Dataset excerpt:
+===+

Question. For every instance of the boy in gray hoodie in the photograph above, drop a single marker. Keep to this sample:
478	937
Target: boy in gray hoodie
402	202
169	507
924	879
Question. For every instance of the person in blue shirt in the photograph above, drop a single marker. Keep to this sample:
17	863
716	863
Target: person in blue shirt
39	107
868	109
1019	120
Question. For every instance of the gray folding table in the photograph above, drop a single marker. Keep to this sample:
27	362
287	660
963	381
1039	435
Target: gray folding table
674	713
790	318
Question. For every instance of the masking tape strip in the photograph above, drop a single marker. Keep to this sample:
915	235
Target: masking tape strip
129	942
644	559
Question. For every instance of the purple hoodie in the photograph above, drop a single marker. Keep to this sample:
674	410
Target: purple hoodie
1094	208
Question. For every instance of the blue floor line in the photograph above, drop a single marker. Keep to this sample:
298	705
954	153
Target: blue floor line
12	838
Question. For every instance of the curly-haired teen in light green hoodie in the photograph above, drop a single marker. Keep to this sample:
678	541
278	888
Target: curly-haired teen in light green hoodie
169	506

+===+

Your task is to retype all of the records exactly.

Question. For every instance of the boy in gray hoodie in the photograph above, drop a single marker. Keep to this sample:
478	937
Target: boy in gray hoodie
402	202
169	507
924	879
Question. For every instance of the person in blue shirt in the photograph above, drop a single marker. Keep to this sample:
17	863
716	863
Target: person in blue shirt
39	107
868	109
1019	120
Question. For every instance of the gray folding table in the photograph above, drop a single marker. Keep to this sample:
27	362
287	660
963	381
1039	435
Target: gray folding table
674	713
790	318
Question. For every instance of the masking tape strip in the photograph above, drop a single marker. Keep to this sample:
915	235
Target: masking tape strip
129	942
644	559
Question. For every instance of the purple hoodie in the photograph above, drop a single marker. Keep to this sample:
674	410
Target: purple hoodie
1094	208
Question. For every instance of the blue floor line in the photograph above, drop a single marker. Keep to this sample:
298	705
954	153
Target: blue floor line
12	838
Question. For every instance of the curly-haired teen in light green hoodie in the photograph above, drop a single marker. Keep to this sample:
678	541
278	888
Target: curly-haired teen in light green hoodie
169	506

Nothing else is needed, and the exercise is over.